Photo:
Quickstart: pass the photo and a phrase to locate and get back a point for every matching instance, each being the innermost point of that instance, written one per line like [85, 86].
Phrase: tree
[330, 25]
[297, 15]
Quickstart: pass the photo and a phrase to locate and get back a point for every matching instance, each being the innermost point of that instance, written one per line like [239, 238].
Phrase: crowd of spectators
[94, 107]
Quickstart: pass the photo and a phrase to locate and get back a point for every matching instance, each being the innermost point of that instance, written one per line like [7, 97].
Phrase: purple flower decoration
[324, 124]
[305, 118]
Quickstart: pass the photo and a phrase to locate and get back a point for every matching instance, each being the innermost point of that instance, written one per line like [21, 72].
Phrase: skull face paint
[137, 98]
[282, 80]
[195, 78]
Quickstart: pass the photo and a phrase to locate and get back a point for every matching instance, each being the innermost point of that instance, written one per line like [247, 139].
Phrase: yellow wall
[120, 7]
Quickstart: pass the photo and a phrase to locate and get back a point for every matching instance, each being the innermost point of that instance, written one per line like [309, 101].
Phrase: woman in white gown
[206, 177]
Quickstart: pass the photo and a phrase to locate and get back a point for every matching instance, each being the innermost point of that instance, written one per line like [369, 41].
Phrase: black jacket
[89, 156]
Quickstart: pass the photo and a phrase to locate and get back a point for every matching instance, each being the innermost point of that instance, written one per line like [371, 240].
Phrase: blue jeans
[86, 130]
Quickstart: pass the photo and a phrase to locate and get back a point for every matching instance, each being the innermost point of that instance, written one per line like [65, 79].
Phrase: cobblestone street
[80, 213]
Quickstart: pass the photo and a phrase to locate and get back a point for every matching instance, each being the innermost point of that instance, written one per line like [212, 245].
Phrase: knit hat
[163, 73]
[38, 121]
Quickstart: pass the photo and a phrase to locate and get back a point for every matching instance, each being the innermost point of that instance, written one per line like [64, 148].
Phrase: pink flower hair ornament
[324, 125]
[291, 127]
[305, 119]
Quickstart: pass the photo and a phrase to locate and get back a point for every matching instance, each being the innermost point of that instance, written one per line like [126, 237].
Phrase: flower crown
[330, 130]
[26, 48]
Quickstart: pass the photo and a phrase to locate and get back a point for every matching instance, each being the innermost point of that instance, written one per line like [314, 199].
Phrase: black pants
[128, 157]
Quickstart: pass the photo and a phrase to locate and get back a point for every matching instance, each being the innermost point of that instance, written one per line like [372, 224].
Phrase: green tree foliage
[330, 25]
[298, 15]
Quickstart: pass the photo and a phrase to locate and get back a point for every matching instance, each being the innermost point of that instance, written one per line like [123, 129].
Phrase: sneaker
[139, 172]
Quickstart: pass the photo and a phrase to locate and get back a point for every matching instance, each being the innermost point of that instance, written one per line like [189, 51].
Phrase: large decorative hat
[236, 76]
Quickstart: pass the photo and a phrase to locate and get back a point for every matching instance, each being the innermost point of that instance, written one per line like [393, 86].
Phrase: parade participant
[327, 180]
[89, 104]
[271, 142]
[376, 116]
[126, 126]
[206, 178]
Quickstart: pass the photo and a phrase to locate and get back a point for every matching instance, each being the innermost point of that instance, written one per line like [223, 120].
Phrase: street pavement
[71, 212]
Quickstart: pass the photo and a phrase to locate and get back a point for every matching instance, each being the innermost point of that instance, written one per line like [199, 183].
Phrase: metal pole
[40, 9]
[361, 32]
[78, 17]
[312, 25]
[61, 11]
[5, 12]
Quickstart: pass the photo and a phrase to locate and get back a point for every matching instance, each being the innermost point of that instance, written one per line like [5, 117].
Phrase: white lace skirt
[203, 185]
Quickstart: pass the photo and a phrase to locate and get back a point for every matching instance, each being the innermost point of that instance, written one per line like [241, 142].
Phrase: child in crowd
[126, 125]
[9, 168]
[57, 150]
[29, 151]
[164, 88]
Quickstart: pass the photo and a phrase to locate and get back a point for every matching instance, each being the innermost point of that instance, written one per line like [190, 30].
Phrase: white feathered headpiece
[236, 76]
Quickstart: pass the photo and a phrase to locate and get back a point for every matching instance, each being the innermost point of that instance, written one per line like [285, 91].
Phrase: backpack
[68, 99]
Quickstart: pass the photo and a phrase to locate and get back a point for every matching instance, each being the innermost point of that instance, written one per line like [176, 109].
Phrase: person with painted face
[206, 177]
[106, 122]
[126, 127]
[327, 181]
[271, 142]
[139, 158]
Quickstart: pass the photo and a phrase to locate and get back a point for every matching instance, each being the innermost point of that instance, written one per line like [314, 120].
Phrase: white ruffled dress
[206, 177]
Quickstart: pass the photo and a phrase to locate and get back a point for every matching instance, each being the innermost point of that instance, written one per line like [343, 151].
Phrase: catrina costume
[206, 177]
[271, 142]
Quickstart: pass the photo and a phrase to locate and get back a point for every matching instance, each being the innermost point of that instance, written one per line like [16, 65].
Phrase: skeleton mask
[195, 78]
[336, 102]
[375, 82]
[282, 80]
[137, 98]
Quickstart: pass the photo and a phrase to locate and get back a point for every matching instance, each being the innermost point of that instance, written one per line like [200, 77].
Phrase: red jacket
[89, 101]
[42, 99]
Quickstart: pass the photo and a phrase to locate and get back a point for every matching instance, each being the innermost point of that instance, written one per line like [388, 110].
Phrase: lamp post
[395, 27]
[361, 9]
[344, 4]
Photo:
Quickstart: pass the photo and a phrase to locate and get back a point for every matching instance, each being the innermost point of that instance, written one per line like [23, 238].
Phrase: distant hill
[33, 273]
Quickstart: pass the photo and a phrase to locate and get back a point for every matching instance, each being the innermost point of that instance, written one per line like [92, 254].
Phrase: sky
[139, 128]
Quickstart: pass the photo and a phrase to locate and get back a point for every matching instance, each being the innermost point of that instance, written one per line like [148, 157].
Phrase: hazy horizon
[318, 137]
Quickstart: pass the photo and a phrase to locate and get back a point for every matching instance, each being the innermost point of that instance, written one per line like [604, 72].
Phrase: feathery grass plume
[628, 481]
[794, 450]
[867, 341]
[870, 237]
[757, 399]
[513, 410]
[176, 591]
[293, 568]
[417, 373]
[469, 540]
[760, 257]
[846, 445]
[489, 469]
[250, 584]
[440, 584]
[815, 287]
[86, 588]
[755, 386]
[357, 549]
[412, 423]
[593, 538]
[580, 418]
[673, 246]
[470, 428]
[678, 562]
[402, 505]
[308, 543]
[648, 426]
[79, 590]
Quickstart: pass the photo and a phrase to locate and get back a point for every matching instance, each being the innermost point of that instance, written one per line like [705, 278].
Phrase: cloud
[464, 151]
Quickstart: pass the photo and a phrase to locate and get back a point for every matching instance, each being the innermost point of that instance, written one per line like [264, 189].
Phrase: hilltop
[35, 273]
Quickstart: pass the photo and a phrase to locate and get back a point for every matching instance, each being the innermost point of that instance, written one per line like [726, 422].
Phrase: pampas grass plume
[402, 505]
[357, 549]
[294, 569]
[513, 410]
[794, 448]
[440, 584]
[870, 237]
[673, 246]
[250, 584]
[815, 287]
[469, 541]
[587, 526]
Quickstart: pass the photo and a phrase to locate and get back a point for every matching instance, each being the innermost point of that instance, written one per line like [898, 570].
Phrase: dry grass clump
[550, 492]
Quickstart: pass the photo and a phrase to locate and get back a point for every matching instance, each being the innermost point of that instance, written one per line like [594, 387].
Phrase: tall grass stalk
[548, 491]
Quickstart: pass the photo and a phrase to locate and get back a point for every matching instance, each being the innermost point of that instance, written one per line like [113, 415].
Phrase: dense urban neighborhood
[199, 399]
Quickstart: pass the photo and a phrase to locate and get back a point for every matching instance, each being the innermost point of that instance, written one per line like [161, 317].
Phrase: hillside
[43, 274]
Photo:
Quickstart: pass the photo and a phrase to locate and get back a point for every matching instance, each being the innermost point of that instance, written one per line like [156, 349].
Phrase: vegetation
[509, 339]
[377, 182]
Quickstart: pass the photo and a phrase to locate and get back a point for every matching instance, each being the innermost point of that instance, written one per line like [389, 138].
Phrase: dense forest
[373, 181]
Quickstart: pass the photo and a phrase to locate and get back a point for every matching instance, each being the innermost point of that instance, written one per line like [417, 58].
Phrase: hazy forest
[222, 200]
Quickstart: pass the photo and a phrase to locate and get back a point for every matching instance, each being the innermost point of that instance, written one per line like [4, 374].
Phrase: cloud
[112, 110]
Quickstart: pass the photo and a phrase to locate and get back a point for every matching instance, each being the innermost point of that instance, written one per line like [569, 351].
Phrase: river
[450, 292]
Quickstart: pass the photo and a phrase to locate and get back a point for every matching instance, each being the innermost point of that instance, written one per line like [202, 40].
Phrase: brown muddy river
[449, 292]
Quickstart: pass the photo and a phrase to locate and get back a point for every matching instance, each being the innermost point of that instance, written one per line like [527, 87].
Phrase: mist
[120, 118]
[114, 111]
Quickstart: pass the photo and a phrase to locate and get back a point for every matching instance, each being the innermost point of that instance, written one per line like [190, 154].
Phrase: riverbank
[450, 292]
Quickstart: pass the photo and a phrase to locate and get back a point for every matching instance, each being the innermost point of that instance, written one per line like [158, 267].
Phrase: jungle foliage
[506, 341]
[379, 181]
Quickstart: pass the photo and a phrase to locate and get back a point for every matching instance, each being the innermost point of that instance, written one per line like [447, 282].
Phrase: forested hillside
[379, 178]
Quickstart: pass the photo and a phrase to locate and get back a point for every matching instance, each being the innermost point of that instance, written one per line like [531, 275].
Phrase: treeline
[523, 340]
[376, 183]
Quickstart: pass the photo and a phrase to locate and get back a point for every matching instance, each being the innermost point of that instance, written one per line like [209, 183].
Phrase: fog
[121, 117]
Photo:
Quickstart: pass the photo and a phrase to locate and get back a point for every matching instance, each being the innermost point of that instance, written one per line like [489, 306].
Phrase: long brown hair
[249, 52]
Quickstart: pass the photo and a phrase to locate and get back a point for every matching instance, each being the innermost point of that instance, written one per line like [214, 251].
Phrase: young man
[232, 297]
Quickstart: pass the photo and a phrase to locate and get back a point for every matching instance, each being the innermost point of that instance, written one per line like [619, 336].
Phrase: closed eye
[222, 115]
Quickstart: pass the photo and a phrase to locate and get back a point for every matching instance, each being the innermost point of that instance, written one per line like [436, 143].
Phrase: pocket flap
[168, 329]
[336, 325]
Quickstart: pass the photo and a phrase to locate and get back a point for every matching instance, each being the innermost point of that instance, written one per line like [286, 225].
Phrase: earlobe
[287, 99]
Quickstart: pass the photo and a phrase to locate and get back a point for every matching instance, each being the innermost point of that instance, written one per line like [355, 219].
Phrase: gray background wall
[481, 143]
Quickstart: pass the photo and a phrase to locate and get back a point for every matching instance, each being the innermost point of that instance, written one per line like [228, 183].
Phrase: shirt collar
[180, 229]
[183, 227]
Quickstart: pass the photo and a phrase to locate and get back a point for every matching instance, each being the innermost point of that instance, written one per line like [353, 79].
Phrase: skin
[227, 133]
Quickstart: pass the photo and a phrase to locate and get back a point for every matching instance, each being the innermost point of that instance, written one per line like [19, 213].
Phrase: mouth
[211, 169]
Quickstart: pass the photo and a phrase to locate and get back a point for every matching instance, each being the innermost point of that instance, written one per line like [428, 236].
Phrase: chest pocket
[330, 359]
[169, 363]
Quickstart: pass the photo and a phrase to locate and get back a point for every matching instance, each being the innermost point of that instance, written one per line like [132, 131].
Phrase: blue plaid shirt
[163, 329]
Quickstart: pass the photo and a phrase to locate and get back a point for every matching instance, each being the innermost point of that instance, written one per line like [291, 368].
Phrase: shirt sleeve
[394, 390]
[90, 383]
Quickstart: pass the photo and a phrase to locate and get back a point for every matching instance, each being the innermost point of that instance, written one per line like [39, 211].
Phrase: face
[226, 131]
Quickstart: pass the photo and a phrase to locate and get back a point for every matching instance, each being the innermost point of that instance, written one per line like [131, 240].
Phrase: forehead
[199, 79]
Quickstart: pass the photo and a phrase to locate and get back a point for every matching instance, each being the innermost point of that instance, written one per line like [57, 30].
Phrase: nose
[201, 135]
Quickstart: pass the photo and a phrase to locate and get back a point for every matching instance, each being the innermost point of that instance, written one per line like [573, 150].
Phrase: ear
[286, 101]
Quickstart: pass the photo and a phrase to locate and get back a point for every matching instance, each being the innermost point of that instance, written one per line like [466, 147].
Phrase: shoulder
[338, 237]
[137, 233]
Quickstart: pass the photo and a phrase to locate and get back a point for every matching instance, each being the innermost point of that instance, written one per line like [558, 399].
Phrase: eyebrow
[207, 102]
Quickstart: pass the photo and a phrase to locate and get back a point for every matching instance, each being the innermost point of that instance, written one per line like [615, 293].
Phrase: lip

· · · · ·

### WHAT YOU ARE ASKED TO DO
Restate the final lines of the listing above word for word, beginning at the line that contains "like [466, 147].".

### OUTPUT FOR THIS TASK
Quickstart: pass the photo and a phrase to locate and get back a point for every matching instance, each being the innermost point of that instance, written one per line like [466, 147].
Phrase: shoulder
[338, 237]
[137, 233]
Quickstart: pass the photo and a phrase to locate and get back a point for every matching instance, each being the innermost point of that instance, written one per line like [558, 399].
Phrase: eyebrow
[207, 102]
Quickstart: pass the photo and a phrase to locate and get back a point for every matching instance, each being the innermost point of that instance, written one per line like [615, 293].
Phrase: lip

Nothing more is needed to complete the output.